### [Work task]
The range starts at the line containing "Target: hangar floor" and ends at the last line of the records below. Reproduce those lines exactly.

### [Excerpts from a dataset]
########
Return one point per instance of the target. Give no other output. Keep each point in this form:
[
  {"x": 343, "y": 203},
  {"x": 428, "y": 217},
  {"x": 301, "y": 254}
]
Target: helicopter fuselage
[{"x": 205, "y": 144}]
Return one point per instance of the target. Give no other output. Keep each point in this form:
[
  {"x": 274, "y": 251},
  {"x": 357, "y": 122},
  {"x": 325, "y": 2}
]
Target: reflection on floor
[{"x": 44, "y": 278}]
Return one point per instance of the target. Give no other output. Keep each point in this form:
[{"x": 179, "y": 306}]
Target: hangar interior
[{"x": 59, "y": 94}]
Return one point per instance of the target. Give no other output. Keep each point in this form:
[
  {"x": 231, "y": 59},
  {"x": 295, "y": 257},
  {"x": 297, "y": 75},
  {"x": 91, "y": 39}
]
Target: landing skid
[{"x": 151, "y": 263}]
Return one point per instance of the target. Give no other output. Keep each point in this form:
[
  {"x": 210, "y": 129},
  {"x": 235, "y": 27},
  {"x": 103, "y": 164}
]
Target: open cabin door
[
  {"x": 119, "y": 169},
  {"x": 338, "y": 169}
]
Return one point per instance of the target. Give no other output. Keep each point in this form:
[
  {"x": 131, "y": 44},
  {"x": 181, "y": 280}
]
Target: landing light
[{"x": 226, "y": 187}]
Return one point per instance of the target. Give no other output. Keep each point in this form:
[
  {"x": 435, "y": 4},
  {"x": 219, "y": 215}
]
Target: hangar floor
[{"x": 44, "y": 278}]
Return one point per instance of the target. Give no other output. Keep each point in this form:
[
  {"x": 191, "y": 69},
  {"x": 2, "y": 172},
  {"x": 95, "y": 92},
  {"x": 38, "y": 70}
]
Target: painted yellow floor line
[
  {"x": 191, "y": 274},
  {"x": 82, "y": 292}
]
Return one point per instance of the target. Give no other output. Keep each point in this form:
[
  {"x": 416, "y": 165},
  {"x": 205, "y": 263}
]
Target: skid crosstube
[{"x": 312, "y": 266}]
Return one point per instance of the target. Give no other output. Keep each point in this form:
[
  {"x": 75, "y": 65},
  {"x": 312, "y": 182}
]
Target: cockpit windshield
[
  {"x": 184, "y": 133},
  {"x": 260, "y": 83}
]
########
### [Exercise answer]
Target: hangar floor
[{"x": 44, "y": 278}]
Return one point per instance of the target. Give no other output. Keep each point in this form:
[
  {"x": 191, "y": 69},
  {"x": 2, "y": 172},
  {"x": 95, "y": 92},
  {"x": 38, "y": 70}
]
Target: painted yellow floor line
[
  {"x": 191, "y": 274},
  {"x": 82, "y": 292}
]
Return one point per instance of the target. Give no other output. Keep each point in this form:
[
  {"x": 416, "y": 165},
  {"x": 205, "y": 263}
]
Target: skid crosstube
[{"x": 312, "y": 266}]
Return one point per instance of the target. Give no other output. Keep each point in this form:
[
  {"x": 75, "y": 65},
  {"x": 312, "y": 182}
]
Target: cockpit windshield
[
  {"x": 184, "y": 133},
  {"x": 260, "y": 83}
]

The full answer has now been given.